DESCRIPTION OF THE TASK:
In the listing below, locate the lines that hold the string "pixels". Copy those lines.
:: DATASET ::
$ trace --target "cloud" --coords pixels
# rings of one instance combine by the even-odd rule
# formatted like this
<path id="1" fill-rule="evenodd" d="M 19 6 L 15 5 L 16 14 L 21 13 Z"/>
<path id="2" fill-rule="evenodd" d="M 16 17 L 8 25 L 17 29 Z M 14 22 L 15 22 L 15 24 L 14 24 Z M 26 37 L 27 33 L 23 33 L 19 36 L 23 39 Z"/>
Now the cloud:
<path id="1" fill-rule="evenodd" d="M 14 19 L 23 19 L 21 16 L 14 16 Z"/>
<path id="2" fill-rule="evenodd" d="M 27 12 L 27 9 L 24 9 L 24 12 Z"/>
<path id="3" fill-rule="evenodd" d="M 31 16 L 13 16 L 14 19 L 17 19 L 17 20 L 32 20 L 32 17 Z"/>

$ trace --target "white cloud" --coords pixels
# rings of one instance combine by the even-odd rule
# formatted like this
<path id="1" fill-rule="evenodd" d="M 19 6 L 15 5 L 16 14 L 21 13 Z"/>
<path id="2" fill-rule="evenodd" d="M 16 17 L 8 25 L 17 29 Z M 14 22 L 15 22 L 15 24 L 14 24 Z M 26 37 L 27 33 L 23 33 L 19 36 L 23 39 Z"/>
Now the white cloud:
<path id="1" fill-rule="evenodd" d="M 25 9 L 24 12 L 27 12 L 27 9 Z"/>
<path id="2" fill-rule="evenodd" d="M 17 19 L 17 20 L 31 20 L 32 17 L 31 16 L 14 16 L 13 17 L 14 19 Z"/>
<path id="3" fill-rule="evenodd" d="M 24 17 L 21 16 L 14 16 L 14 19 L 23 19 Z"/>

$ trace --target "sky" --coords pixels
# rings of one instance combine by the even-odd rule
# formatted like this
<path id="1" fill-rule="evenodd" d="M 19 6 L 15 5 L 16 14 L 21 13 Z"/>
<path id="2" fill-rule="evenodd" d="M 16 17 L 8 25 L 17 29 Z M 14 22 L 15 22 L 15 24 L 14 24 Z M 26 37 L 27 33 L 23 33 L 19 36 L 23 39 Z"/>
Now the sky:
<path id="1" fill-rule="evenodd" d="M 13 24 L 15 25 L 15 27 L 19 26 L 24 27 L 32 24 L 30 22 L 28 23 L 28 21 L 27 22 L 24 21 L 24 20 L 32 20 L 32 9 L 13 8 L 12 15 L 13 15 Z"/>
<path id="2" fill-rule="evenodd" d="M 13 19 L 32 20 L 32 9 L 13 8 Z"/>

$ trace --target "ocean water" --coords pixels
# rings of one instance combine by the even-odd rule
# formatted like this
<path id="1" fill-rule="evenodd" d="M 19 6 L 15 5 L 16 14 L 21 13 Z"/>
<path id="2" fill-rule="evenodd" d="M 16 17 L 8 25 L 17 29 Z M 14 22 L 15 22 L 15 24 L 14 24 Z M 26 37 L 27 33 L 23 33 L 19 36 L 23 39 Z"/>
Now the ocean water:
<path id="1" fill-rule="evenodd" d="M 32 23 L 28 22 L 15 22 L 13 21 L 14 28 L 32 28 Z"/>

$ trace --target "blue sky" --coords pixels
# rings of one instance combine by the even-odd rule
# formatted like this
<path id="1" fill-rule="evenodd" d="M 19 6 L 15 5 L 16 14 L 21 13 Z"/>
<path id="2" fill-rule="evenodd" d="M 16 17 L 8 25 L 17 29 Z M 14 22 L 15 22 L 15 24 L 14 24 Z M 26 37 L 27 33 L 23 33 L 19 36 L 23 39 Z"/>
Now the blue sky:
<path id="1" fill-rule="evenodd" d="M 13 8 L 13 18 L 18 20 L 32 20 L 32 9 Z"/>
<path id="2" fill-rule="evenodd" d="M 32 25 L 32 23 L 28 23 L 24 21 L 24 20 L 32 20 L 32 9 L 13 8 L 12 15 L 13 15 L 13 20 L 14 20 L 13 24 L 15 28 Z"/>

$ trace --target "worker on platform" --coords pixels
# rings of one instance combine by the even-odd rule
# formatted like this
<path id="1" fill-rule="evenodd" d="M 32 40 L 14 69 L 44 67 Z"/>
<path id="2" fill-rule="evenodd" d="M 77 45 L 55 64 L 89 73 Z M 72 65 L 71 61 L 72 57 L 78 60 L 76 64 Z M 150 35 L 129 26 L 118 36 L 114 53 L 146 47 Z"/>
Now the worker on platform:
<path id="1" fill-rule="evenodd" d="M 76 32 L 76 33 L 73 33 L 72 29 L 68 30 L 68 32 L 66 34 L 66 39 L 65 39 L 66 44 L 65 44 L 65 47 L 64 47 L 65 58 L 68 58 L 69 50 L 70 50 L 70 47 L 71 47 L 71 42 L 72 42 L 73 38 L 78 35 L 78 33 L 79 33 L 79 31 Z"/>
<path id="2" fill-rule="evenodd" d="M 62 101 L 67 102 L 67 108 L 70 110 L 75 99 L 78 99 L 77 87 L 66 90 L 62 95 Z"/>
:::
PROBLEM SOLUTION:
$ trace --target "cloud" --coords pixels
$ trace --target "white cloud" --coords pixels
$ trace --target "sky" --coords pixels
$ trace --target "ocean water" --coords pixels
$ trace --target "blue sky" --coords pixels
$ trace --target "worker on platform" --coords pixels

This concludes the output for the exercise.